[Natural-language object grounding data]

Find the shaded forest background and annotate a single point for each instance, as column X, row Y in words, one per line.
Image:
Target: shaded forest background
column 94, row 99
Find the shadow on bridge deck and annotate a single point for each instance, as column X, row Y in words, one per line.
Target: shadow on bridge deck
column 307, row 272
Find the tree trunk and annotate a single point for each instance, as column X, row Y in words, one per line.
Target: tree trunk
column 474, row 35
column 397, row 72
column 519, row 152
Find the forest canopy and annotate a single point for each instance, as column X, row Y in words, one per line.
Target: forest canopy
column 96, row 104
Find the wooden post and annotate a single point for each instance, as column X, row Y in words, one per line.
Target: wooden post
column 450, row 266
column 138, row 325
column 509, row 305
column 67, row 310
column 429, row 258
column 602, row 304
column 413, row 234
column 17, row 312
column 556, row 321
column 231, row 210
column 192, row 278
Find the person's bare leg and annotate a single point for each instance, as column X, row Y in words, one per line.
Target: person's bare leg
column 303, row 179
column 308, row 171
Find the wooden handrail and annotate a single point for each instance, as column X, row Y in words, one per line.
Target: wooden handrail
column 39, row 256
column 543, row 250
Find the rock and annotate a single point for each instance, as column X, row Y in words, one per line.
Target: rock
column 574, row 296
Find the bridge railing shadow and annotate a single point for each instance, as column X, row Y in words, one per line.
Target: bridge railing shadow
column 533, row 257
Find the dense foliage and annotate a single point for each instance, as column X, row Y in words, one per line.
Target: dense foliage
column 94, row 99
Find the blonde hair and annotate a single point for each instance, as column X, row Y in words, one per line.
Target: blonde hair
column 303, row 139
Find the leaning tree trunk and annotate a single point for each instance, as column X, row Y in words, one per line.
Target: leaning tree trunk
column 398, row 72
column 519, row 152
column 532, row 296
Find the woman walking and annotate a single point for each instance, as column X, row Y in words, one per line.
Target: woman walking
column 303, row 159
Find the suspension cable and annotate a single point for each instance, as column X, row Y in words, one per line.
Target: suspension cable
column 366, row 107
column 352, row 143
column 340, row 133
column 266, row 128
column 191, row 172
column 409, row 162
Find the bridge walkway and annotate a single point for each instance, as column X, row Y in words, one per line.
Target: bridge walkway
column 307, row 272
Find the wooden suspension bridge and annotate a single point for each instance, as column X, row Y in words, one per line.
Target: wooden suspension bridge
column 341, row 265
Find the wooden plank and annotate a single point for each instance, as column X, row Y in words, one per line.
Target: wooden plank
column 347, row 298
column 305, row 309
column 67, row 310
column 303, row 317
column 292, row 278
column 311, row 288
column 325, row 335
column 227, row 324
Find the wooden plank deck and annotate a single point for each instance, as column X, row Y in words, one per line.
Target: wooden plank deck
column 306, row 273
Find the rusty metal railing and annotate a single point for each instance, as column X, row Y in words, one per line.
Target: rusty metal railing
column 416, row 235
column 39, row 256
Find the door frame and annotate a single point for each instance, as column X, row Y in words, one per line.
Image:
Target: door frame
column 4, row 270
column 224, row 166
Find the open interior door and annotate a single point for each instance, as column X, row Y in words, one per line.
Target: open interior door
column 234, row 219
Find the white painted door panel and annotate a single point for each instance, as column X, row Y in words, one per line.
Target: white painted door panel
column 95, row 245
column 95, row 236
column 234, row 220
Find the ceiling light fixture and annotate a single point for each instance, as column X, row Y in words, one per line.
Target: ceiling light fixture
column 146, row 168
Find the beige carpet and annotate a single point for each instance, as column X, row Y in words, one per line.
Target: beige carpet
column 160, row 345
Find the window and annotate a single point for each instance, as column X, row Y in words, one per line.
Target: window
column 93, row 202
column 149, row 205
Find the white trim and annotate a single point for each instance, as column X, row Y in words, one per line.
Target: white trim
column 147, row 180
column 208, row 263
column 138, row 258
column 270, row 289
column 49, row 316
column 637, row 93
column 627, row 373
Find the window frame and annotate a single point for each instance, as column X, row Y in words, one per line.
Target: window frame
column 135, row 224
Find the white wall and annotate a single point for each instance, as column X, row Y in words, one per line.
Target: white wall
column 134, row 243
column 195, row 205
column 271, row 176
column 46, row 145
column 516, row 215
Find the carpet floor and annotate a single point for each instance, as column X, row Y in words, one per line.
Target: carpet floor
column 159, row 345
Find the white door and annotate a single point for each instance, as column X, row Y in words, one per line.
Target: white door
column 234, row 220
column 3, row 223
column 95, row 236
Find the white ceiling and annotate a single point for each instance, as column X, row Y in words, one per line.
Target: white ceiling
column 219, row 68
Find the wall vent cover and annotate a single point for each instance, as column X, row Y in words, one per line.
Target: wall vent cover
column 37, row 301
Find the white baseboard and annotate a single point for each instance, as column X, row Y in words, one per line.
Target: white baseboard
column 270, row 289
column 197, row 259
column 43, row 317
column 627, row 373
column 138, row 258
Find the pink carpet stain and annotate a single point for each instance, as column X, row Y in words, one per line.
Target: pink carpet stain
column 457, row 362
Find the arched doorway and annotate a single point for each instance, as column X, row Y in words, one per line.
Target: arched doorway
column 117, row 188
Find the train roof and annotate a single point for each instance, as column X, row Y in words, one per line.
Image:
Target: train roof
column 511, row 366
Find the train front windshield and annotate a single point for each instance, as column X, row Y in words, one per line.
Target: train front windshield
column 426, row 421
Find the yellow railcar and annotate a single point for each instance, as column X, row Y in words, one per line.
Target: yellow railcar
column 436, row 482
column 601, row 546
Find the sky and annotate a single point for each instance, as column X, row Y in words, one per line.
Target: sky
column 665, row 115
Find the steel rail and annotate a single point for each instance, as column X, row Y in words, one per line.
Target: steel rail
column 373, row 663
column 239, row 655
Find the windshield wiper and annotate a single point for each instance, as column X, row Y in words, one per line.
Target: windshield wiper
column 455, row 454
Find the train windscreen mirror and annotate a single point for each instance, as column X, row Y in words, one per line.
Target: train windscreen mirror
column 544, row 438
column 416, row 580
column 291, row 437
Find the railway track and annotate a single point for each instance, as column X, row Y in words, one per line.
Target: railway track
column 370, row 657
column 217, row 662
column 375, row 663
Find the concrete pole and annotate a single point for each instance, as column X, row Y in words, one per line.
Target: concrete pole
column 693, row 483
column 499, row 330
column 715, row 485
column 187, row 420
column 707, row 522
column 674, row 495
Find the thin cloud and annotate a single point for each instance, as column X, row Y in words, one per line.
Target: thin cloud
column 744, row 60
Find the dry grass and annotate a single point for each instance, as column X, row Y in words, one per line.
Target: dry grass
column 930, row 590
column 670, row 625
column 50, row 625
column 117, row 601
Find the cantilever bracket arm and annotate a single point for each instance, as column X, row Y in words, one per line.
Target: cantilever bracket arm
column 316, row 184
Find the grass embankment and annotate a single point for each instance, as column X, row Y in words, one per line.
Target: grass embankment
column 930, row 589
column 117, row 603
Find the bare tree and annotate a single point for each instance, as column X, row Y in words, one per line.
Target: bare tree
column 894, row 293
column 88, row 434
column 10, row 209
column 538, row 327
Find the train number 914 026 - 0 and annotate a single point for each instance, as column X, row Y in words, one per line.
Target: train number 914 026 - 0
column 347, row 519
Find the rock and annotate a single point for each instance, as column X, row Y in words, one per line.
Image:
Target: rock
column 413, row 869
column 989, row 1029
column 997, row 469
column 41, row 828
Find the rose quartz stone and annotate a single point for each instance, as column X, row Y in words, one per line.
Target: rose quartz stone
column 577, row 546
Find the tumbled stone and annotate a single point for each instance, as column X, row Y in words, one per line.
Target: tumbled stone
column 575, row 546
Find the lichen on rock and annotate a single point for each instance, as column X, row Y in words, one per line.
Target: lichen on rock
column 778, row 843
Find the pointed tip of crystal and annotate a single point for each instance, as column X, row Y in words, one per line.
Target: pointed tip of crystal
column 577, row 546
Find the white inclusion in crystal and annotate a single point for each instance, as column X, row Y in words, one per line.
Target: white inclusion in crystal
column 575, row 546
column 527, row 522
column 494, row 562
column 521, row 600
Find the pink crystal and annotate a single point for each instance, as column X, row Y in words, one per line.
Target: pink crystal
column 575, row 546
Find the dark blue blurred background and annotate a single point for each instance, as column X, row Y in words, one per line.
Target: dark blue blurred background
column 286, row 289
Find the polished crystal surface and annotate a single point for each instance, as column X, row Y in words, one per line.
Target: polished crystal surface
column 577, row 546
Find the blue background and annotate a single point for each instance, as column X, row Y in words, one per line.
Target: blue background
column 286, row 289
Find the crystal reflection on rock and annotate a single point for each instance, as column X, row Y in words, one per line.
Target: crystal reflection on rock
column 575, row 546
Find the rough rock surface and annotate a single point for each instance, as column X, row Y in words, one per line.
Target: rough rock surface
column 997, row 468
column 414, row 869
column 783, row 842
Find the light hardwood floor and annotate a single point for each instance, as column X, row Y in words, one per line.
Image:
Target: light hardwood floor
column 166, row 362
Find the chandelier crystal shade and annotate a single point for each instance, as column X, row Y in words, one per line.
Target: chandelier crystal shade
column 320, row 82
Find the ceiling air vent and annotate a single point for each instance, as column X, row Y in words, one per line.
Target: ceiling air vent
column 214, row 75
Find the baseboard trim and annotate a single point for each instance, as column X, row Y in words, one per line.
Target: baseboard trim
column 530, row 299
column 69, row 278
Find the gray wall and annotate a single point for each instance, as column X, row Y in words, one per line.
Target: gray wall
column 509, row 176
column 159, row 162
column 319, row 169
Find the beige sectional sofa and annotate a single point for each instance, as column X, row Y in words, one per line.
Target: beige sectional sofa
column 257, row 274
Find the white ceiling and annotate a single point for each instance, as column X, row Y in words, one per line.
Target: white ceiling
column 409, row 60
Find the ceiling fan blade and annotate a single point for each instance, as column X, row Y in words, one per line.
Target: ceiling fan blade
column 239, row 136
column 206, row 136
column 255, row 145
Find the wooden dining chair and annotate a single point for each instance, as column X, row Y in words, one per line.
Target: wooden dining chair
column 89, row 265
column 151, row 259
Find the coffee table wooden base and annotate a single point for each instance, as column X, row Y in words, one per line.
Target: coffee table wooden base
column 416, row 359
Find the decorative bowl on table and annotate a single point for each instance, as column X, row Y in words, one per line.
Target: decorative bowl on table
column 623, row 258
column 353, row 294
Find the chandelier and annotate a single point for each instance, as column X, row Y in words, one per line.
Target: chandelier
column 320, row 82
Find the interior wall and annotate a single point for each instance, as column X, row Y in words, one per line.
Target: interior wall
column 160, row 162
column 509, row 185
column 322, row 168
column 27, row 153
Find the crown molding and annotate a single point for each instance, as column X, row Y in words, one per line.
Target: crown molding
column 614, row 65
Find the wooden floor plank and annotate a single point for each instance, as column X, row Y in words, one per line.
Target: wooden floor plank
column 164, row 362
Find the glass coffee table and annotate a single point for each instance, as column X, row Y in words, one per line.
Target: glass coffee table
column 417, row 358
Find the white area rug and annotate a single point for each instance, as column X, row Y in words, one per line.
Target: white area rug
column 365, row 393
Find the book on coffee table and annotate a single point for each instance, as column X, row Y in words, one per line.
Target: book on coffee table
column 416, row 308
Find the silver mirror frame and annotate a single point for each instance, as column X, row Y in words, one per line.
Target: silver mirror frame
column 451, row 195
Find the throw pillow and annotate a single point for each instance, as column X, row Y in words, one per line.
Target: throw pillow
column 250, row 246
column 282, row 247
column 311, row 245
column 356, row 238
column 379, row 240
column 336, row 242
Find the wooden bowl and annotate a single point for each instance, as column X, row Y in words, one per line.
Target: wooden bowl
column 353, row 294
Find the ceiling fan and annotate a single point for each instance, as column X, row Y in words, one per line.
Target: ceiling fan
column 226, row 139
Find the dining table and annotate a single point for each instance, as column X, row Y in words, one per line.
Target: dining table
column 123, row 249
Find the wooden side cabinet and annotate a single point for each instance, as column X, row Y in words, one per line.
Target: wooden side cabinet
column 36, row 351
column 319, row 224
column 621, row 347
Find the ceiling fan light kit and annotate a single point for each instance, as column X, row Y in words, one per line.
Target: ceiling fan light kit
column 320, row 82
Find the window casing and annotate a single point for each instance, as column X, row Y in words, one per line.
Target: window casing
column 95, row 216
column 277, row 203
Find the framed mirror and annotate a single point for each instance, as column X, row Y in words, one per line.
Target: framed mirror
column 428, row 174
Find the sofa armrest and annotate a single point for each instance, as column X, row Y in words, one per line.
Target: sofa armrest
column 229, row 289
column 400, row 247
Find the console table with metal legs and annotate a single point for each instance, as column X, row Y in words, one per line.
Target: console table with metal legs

**How to complete this task**
From the entries above, extract every line where the word "legs" appears.

**Solution for this problem**
Find the console table with metal legs and annotate a single point for each instance, as column X, row Y in words, one per line.
Target: console table with metal legs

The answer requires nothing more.